▸ **KERJAKAN INI**
Menurut teks tentang Kasus Tarakan 2010 dan Kasus Camar Bulan 2011, apakah sampai tahun 2011 kekhawatiran akan merembesnya pengaruh negatif Kasus Tarakan ke Kalbar terbukti?

▸ **TEKS SUMBER**

Kasus Tarakan 2010 dan Kasus Camar Bulan 2011
     Dua kasus yang telah disebutkan di atas yang sudah terjadi dalam tahun-tahun berbeda: kasus Tarakan 2010 dan kasus Camar bulan 2011, masing-masing, berkaitan tidak langsung dengan Pilbub Sintang dan Pilbub Ketapang, 2010, serta dengan Pilgub Kalbar yang akan berlangsung 2012. Hasil Pilbub pada dua kabupten dimaksud sudah diperoleh dan kondisi sudah berangsur tidak menegangkan lagi. Namun, ada kekhawatiran dari sebagian besar pimpinan administratif di propinsi ini dan sejumlah tokoh masyarakat Kalbar terhadap kemungkinan merembesnya pengaruh negatif Kasus Tarakan ke Kalbar terhadap keamanan pada dua kabupaten itu. Sampai 2 (dua) tahun setelah itu, tahun 2011, kekhawatiran itu tidak terbukti (Pontianak Post, 29/9-2011:2). Hal itu boleh jadi disebabkan oleh karakter umum masyarakat di kawasan pedalaman jauh dan kawasan pedalaman transisi pada mana Sintang dan Ketapang masing-masing menjadi bagian di dalam dua kawasan tersebut. Namun, itu juga disebabkan oleh figur para bupati dan pimpinan pemerintahan di kawasan itu yang lebih berorientasi pada politik kawasan geografis, bukan pada politik etnis.

▸ **DATA**
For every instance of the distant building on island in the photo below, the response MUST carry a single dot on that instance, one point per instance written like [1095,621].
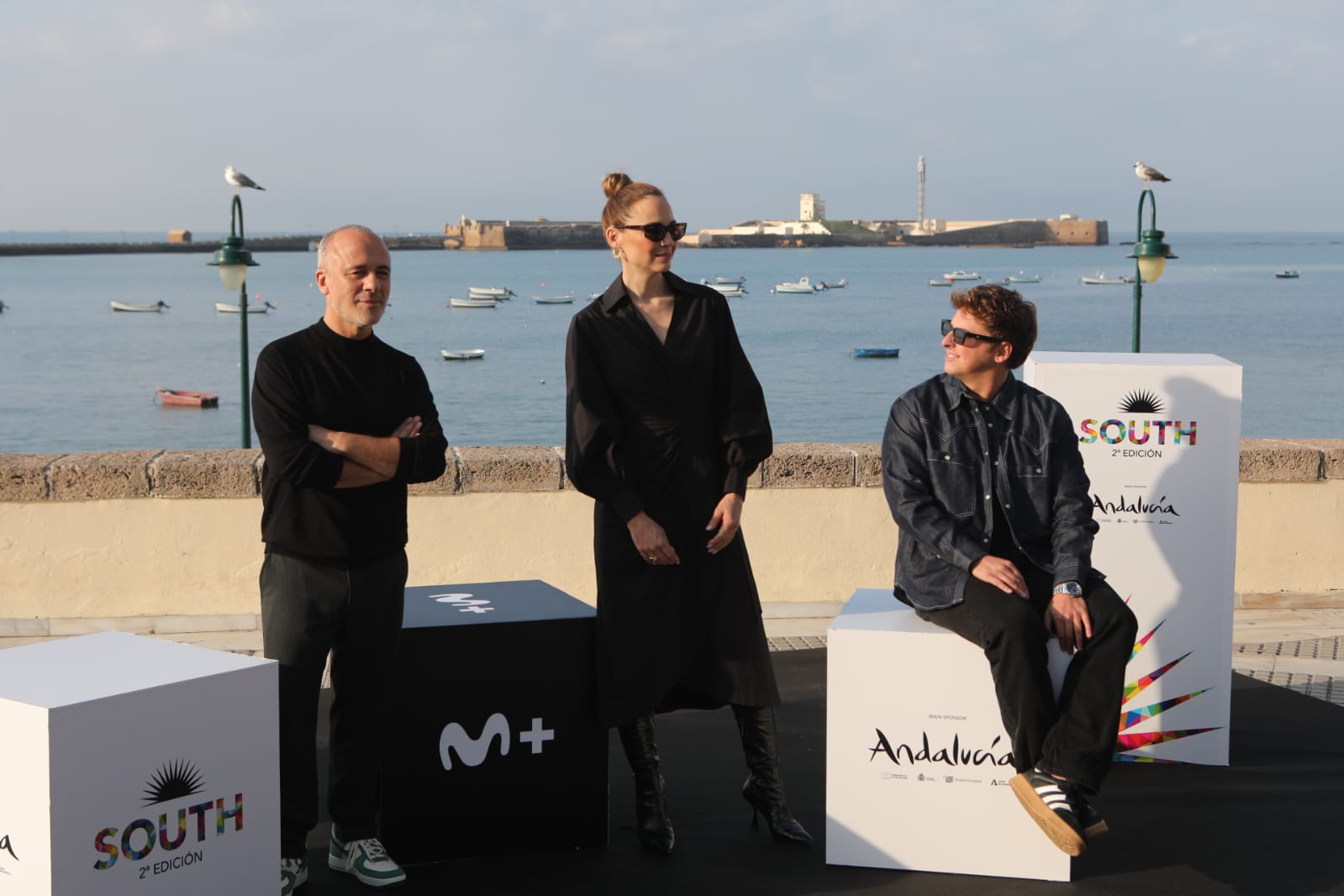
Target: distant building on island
[810,229]
[810,207]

▸ **JAWABAN YANG DIHARAPKAN**
Tidak, sampai tahun 2011 kekhawatiran itu tidak terbukti.